_THE TASK:_ Could you retype the entries below, from the line with "Annotate any visible reflection of" up to and including the line with "[[258, 587, 284, 646], [89, 366, 310, 799]]"?

── SUPPLIED DATA ──

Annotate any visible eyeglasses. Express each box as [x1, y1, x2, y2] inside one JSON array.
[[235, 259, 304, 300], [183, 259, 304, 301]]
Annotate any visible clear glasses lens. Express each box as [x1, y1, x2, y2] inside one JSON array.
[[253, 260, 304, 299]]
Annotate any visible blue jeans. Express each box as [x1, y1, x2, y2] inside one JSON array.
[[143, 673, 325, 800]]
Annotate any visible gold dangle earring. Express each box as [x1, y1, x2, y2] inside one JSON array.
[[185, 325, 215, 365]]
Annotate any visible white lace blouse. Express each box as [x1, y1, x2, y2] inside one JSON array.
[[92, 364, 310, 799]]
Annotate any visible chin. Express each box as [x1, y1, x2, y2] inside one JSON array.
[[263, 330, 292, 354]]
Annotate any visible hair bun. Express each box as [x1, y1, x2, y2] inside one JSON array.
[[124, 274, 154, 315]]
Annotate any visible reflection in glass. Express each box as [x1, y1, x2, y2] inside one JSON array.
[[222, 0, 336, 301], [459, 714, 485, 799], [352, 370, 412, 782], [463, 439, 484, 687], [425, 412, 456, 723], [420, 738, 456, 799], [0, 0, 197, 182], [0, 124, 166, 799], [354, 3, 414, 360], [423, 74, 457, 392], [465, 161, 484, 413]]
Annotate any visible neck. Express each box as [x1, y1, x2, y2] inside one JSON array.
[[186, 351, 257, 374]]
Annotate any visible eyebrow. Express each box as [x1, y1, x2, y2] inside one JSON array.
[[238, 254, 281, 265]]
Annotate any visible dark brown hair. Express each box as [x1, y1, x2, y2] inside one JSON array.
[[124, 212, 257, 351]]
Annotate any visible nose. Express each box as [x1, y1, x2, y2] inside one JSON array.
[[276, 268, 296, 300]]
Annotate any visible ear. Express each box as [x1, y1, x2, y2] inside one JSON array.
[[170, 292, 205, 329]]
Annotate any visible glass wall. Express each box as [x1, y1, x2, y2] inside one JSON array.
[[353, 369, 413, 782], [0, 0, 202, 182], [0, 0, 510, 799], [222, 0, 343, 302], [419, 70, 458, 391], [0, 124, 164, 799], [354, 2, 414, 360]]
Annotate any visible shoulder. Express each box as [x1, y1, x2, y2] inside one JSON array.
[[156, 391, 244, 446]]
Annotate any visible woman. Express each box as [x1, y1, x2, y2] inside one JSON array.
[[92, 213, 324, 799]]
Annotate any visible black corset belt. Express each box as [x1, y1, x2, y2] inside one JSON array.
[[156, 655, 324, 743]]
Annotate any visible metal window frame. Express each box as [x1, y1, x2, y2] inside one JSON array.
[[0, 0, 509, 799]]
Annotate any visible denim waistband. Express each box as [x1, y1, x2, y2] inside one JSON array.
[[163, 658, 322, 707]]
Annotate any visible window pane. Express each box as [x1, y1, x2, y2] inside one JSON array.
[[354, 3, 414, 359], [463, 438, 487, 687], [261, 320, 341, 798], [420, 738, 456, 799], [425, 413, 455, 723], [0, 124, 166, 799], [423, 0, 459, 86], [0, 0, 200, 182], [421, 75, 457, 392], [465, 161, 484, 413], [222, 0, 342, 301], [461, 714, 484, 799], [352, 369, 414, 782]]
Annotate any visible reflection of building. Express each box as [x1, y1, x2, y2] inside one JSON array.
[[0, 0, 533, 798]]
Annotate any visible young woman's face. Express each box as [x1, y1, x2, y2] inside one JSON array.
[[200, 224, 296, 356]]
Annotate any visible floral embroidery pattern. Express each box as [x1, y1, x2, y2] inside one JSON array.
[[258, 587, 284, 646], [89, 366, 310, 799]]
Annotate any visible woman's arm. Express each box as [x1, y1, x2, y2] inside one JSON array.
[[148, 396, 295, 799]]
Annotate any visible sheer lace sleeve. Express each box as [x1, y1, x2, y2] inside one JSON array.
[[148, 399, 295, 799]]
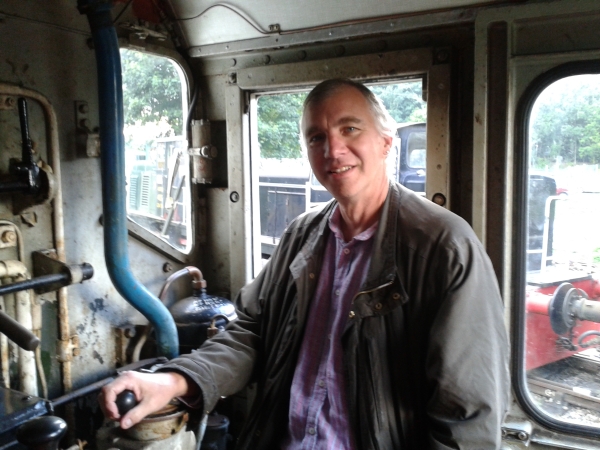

───

_TASK RESULT:_
Annotate any visible reflection of building. Express each box as [x1, y1, x2, y2] inside one JSON array.
[[0, 0, 533, 798]]
Annotate any visible young woman's face. Express each box as [x1, y1, x2, y2] inside one JSON array.
[[200, 224, 296, 356]]
Annotate any visible floral embroidery pattern. Express each box as [x1, y1, x2, y2] inside one JSON array.
[[258, 587, 284, 646], [89, 366, 310, 799]]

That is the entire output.